▶ **WHAT YOU ARE ASKED TO DO**:
Copy every line word for word, from the line containing "Locate each instance of the casserole" down to the line containing "(1312, 264)".

▶ **GIVEN DATA**:

§ §

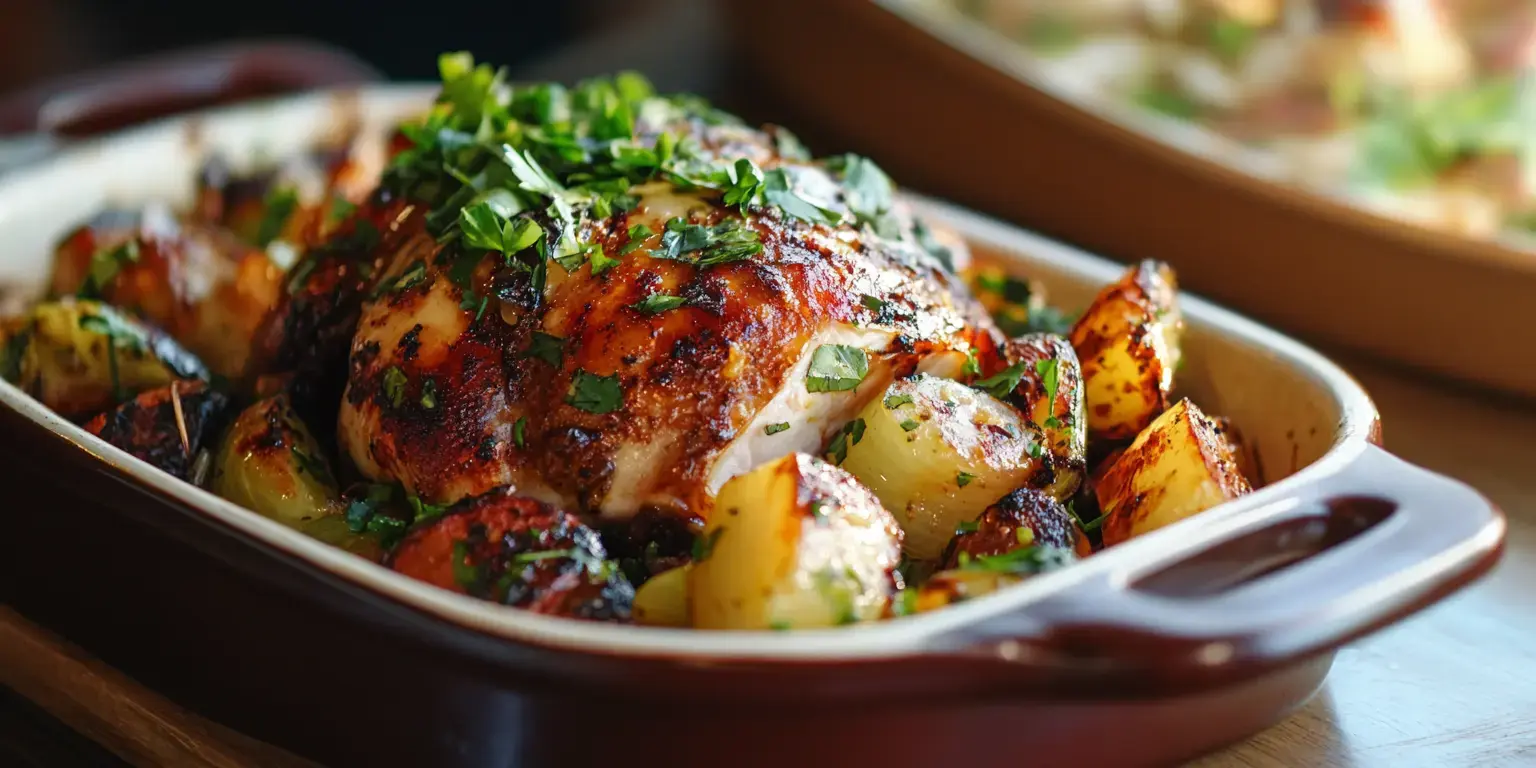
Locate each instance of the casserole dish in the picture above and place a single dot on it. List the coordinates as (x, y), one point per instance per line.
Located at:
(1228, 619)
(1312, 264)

§ §

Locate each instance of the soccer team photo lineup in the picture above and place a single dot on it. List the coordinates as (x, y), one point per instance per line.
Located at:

§ §

▶ **TASK ANSWER**:
Locate each instance of the casserole dish in the picture above and place a single dot on it. List the coordinates as (x, y), one point per instance per line.
Located at:
(1228, 619)
(1312, 264)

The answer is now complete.